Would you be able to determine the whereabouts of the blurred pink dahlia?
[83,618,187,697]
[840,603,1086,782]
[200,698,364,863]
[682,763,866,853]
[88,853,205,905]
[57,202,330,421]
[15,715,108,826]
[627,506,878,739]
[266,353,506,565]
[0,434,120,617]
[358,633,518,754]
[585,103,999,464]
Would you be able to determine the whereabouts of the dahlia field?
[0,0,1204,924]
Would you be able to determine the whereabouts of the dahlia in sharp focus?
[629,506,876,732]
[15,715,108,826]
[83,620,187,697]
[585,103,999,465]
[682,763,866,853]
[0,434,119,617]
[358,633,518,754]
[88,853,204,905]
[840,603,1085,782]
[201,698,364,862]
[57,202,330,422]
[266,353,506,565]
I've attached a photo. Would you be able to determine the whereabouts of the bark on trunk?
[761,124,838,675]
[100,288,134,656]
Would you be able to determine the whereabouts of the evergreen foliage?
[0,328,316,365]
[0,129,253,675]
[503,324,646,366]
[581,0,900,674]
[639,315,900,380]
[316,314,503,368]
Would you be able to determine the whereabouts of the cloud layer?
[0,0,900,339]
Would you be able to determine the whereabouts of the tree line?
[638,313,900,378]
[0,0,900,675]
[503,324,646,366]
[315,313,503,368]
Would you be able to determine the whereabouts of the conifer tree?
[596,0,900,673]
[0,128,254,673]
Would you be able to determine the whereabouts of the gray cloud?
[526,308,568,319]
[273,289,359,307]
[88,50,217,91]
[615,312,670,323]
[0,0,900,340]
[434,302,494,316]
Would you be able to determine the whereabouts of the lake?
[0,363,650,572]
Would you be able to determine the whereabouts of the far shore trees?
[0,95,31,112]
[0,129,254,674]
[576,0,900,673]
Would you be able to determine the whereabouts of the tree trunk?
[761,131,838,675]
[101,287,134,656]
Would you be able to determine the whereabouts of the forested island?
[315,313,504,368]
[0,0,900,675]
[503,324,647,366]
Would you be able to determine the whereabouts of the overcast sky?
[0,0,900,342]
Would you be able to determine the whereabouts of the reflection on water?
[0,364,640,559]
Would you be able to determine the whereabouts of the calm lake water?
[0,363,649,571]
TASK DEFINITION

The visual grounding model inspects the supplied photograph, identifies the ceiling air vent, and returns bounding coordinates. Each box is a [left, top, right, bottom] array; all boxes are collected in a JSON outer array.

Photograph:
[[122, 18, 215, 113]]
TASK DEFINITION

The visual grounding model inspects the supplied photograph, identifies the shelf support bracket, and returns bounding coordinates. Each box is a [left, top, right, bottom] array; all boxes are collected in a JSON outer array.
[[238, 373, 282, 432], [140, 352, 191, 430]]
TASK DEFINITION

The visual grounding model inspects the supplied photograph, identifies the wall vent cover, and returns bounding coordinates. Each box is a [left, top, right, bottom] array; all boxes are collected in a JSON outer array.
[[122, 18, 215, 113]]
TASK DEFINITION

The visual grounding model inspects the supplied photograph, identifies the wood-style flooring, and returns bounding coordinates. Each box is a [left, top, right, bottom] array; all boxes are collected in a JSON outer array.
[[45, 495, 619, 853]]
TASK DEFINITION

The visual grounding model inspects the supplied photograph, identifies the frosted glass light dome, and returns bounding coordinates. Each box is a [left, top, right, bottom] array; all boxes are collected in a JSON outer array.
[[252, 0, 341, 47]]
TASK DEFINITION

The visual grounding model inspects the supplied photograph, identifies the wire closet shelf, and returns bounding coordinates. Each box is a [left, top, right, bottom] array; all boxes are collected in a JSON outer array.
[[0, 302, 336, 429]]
━━━
Copy every record exactly, with nothing added or dropped.

_TASK RESULT:_
Would you be able to determine the whereabouts of the blurred pink dahlia?
[83,618,187,697]
[840,603,1086,782]
[200,698,364,863]
[682,763,866,853]
[88,853,205,905]
[57,202,330,421]
[15,715,108,826]
[627,506,878,739]
[266,353,506,565]
[0,434,120,617]
[358,633,518,754]
[585,103,999,464]
Would you be able to determine the whereabouts of the dahlia field?
[0,0,1204,924]
Would you be able to determine the whereabouts of the dahlia in sharp focus?
[629,506,876,732]
[15,715,108,826]
[83,620,187,697]
[585,103,999,465]
[682,763,866,853]
[0,434,119,617]
[358,633,518,754]
[88,853,204,905]
[840,603,1085,782]
[201,698,364,862]
[57,202,330,422]
[266,353,506,565]
I've attached a photo. Would you be able to determine the whereabouts of the bark on trunk?
[761,124,838,675]
[100,288,134,656]
Would you be able to determine the whereabouts of the evergreen foliage?
[0,328,316,365]
[0,129,253,675]
[503,324,646,366]
[581,0,900,674]
[639,315,900,380]
[316,314,503,368]
Would you be able to determine the whereabouts of the cloud layer?
[0,0,900,339]
Would you be able to determine the whereabouts of the tree line?
[638,313,900,378]
[0,0,900,675]
[503,324,646,366]
[315,313,503,368]
Would you be able to determine the whereabouts of the conifer tree?
[596,0,900,673]
[0,128,254,673]
Would you be able to determine the whereabouts of the gray cloud?
[526,308,568,319]
[273,289,359,307]
[88,50,217,91]
[615,312,670,323]
[0,0,900,340]
[434,302,494,316]
Would you be able to determine the whereabouts of the lake?
[0,363,650,572]
Would you be able to determine the whereabouts of the far shore trees?
[0,95,31,112]
[0,129,254,674]
[576,0,900,673]
Would you be able to determine the whereabouts of the tree trunk?
[761,131,838,675]
[101,287,134,656]
Would you be able to determine the whereabouts of the forested island?
[315,313,504,368]
[0,0,900,675]
[503,324,647,366]
Would you be able to determine the whereabouts of the overcast sky?
[0,0,900,342]
Would you be able to determine the whereabouts of the reflection on water?
[0,364,640,559]
Would you be able to determine the whereabouts of the calm lake water?
[0,363,649,571]
TASK DEFINITION

The visual grounding model inspects the supplied photograph, identifies the ceiling air vent, and returns bounding coordinates. Each box is a [left, top, right, bottom] array; all boxes are collected in a JSON outer array.

Photograph:
[[122, 18, 215, 113]]
TASK DEFINITION

The visual grounding model inspects the supplied photograph, identifies the shelf support bracket, and returns bounding coordinates. Each box is a [left, top, right, bottom] array; all boxes are collected in a JSON outer array.
[[238, 373, 282, 432], [140, 352, 191, 430]]
TASK DEFINITION

The visual grounding model inspects the supplied photograph, identifies the wall vent cover, and returns bounding coordinates. Each box is a [left, top, right, bottom] array; all boxes are collected in a JSON outer array.
[[122, 18, 215, 113]]
TASK DEFINITION

The visual grounding model inspects the supplied photograph, identifies the wood-style flooring, and returns bounding coordinates. Each box is a [left, top, right, bottom] array; all boxes are collected in a JSON outer array.
[[45, 495, 619, 853]]
TASK DEFINITION

The visual grounding model inspects the supplied photograph, identifies the frosted glass light dome, and returns bounding coordinates. Each box is a [left, top, right, bottom] array; all boxes are collected in a JSON outer array.
[[252, 0, 341, 47]]
TASK DEFINITION

The visual grounding model inspects the supplied photograph, identifies the wire closet shelf, and returns bounding coordinates. Each box is a [left, top, right, bottom] array; all boxes are collected in a JSON outer array.
[[0, 302, 336, 429]]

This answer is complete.